(Point localization data)
[Start of section]

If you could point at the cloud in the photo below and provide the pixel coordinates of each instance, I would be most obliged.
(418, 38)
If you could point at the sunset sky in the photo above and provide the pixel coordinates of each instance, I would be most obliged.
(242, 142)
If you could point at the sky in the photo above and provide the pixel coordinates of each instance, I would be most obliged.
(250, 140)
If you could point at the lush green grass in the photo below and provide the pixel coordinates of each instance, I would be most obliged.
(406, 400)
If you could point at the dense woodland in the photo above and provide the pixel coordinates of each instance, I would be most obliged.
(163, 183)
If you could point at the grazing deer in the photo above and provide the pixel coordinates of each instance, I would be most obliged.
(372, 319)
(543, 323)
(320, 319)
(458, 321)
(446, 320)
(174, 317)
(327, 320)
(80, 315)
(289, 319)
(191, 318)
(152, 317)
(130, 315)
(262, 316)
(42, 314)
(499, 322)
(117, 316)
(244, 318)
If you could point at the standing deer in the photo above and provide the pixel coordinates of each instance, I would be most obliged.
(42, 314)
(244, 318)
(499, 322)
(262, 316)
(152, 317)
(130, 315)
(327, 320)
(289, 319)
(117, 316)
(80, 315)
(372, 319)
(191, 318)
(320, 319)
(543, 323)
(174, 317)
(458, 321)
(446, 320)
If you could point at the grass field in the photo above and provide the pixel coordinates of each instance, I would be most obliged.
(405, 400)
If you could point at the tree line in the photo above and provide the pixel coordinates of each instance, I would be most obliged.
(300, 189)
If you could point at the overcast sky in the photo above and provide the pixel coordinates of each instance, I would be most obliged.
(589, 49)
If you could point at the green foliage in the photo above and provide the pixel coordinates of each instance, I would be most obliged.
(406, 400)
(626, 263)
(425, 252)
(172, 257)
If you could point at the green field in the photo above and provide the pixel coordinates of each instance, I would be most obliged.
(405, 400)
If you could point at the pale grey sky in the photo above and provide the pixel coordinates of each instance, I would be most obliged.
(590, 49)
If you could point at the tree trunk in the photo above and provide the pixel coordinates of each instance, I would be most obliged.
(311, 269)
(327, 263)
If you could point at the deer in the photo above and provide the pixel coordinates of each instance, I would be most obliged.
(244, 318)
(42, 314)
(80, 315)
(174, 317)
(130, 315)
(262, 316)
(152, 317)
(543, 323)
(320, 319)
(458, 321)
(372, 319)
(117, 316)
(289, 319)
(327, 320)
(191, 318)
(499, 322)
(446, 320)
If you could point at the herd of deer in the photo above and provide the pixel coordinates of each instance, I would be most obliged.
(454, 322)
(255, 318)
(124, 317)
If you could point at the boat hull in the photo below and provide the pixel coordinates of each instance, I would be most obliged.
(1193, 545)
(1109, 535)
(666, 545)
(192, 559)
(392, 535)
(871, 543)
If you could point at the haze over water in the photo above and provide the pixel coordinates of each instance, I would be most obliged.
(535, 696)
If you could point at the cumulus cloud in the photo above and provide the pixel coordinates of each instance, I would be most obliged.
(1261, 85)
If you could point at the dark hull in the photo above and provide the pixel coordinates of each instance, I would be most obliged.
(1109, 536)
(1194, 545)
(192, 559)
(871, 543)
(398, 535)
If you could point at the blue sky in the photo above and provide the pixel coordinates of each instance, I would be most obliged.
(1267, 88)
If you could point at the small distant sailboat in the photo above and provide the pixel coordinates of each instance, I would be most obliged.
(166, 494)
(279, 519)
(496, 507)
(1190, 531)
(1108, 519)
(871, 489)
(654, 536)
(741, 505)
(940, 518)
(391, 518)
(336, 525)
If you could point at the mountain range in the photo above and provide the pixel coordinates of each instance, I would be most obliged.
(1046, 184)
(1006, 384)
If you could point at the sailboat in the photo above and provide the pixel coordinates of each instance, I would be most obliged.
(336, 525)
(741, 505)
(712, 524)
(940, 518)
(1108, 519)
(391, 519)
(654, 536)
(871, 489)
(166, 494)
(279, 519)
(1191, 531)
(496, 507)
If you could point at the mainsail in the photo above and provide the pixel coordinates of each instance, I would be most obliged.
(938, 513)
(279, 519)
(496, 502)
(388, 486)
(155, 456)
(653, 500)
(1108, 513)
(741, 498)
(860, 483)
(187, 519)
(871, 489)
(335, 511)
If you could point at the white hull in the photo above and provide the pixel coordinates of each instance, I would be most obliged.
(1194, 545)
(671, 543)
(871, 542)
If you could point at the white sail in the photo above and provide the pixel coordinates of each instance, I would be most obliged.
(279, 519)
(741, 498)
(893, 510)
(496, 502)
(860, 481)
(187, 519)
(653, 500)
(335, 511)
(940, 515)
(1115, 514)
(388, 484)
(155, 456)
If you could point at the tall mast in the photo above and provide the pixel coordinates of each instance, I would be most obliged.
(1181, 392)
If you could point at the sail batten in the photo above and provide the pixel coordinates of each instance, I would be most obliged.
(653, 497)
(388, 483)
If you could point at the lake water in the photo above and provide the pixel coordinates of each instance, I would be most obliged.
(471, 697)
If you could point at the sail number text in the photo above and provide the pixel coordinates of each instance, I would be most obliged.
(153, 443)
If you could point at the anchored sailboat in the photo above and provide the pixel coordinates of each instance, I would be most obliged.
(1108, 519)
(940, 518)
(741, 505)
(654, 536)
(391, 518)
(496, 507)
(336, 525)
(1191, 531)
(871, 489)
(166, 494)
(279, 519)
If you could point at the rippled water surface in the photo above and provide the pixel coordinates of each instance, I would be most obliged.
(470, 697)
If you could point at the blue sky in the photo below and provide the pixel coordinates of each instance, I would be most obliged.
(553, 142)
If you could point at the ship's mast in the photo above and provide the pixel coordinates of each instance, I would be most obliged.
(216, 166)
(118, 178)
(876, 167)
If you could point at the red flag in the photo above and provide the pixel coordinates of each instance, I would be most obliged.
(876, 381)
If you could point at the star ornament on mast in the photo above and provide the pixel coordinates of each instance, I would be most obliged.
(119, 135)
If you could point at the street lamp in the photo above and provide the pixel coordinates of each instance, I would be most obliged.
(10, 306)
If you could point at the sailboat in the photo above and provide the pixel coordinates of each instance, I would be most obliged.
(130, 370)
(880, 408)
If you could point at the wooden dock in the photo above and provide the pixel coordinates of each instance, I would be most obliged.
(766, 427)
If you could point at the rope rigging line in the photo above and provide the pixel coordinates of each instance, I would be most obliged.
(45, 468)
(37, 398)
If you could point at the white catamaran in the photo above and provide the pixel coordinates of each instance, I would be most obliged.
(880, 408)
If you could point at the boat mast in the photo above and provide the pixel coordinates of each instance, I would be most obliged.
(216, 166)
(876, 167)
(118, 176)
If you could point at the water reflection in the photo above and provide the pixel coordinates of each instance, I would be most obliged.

[End of section]

Write every line of the entries again, word for word.

# Result
If you could point at the cloud in the photo below and provide the pixel coordinates of each instance, I would be most obliged.
(418, 38)
If you could point at the sunset sky in the photo above and provide the pixel coordinates of each instance, I would be most obliged.
(242, 142)
If you could point at the sky in the photo above and provide the pixel coordinates of each instance, I would be most obliged.
(250, 140)
If you could point at the lush green grass in the photo below and provide the pixel coordinates of each instance, I would be most obliged.
(406, 400)
If you could point at the dense woodland in the photo above and provide the pixel coordinates of each instance, I would be most obliged.
(163, 183)
If you could point at the grazing deer in the photo above and provide the pixel coordinates of each instance, I would be most obliged.
(372, 319)
(543, 323)
(320, 319)
(458, 321)
(446, 320)
(174, 317)
(327, 320)
(80, 315)
(289, 319)
(191, 318)
(152, 317)
(130, 315)
(262, 316)
(42, 314)
(499, 322)
(117, 316)
(244, 318)
If you could point at the standing deer in the photo above and provide the pixel coordinates of each instance, I would be most obliged.
(42, 314)
(244, 318)
(499, 322)
(262, 316)
(152, 317)
(130, 315)
(327, 320)
(289, 319)
(117, 316)
(80, 315)
(372, 319)
(191, 318)
(320, 319)
(543, 323)
(174, 317)
(458, 321)
(446, 320)
If you could point at the grass field in the photo above and provide the pixel coordinates of each instance, I would be most obliged.
(405, 400)
If you could point at the tree line in the photo above and provide the pixel coordinates of each instance, I would be most obliged.
(300, 189)
If you could point at the overcast sky in the photo above and provide the pixel coordinates of each instance, I would be most obliged.
(589, 49)
If you could point at the green foliage in the photo above and provide the pixel coordinates of each instance, I would be most obliged.
(406, 400)
(626, 263)
(425, 252)
(172, 257)
If you could point at the green field in the photo above and provide the pixel coordinates of each instance, I would be most obliged.
(405, 400)
If you could point at the pale grey sky in the photo above and provide the pixel coordinates of each instance, I would be most obliged.
(590, 49)
If you could point at the tree trunk in the photo above and provide the pixel coordinates of each instance, I would be most obliged.
(311, 269)
(327, 263)
If you could point at the deer in the photo above and provide the pixel coordinates of each instance, I would be most obliged.
(244, 318)
(42, 314)
(80, 315)
(174, 317)
(130, 315)
(262, 316)
(152, 317)
(543, 323)
(320, 319)
(458, 321)
(372, 319)
(117, 316)
(289, 319)
(327, 320)
(191, 318)
(499, 322)
(446, 320)
If you could point at the herd of deer in the photo above and provide the pixel coordinates of each instance, I would be most obliged.
(454, 322)
(255, 318)
(124, 317)
If you could point at the boat hull in the photo below and provide the pixel coordinates of each instance, I would be most obliged.
(1193, 545)
(1109, 535)
(666, 545)
(192, 559)
(392, 535)
(871, 543)
If you could point at the haze over water in the photo above and provide the pixel coordinates of each instance, I would be most obliged.
(535, 696)
If you could point at the cumulus cloud in the photo above and provide the pixel coordinates of each instance, I would be most obliged.
(1261, 85)
If you could point at the dark hull in the photo above and provide the pixel coordinates of each instance, I would be most obliged.
(1109, 536)
(1194, 545)
(192, 559)
(871, 543)
(398, 535)
If you could point at the blue sky in the photo above and provide the pixel coordinates of each instance, I would be most obliged.
(1267, 88)
If you could point at the small distant sailboat in the photo above and provide the pixel coordinates of each instance, I would be most obliged.
(166, 494)
(279, 519)
(496, 507)
(1190, 531)
(1108, 519)
(871, 489)
(654, 536)
(741, 505)
(940, 518)
(391, 518)
(336, 525)
If you could point at the mountain range in the photo above and provide the pixel coordinates of each instance, I would be most obliged.
(1046, 184)
(1006, 384)
If you could point at the sailboat in the photo above and provide the pixel coordinates of each instance, I would be most obliged.
(336, 525)
(741, 505)
(712, 524)
(940, 518)
(1108, 519)
(391, 519)
(654, 536)
(871, 489)
(166, 494)
(279, 519)
(1191, 531)
(496, 507)
If you could point at the mainsail in the photo above and provide the pixel coordinates of each instance, I would be most obliged.
(938, 513)
(279, 519)
(496, 502)
(388, 486)
(155, 456)
(653, 500)
(1108, 513)
(741, 498)
(860, 483)
(187, 519)
(871, 489)
(335, 511)
If you could point at the white hull in the photo above and provide the pixel coordinates of each instance, I would be most obliged.
(1194, 545)
(671, 543)
(871, 542)
If you could point at the white sail in the photo above and provide the pixel coordinates of each instance, I would be most obliged.
(279, 519)
(741, 498)
(893, 510)
(496, 502)
(860, 481)
(187, 519)
(653, 500)
(335, 511)
(940, 515)
(1115, 514)
(388, 484)
(155, 456)
If you could point at the tall mast in the photo above and provide the pixel coordinates of each instance, I would be most obliged.
(1181, 392)
If you could point at the sail batten in the photo above and provide the pixel coordinates of each instance, I would be most obliged.
(653, 497)
(388, 483)
If you could point at the lake water in the photo above and provide the pixel coordinates of each instance, I would be most obliged.
(471, 697)
If you could point at the sail number text in the photo above and provide the pixel coordinates of each instance, I would be most obliged.
(153, 443)
If you could point at the anchored sailboat in the photo above and provide the pixel coordinates of each instance, I would be most obliged.
(1108, 519)
(940, 518)
(741, 505)
(654, 536)
(391, 518)
(496, 507)
(336, 525)
(1191, 531)
(871, 489)
(166, 494)
(279, 519)
If you could point at the rippled water surface in the photo above and provide the pixel coordinates of each instance, I would be most obliged.
(470, 697)
If you could point at the blue sky in the photo below and provide the pixel coordinates of each instance, I would be most obliged.
(553, 142)
If you could point at the ship's mast in the photo above and provide the pixel coordinates of each instance, I would be most obliged.
(216, 166)
(118, 178)
(876, 167)
If you could point at the red flag in the photo above and provide the pixel coordinates of each instance, I would be most obliged.
(876, 381)
If you could point at the star ornament on mast in the photo above and provide the pixel coordinates of each instance, I would be most obliged.
(119, 135)
If you could point at the street lamp in the photo above and provide the pixel coordinates of each instance, I would be most obliged.
(10, 306)
If you could point at the sailboat in the photo above and provide the pixel coordinates of each instance, I would be most obliged.
(130, 370)
(880, 408)
If you could point at the wooden dock in the photo above and provide the pixel coordinates of each instance, I would be most obliged.
(766, 427)
If you could point at the rope rigging line in the photo above and provide the pixel coordinates of each instance, I would be most obliged.
(45, 468)
(37, 398)
If you could point at the white catamaran in the photo above and provide the pixel coordinates of each instance, I would be most obliged.
(880, 408)
If you could point at the boat mast in the photo above and provide the pixel coordinates of each instance, I would be most obliged.
(216, 166)
(876, 167)
(118, 176)
If you could point at the water reflection in the photo above and provide the pixel coordinates of each instance, I would be most obliged.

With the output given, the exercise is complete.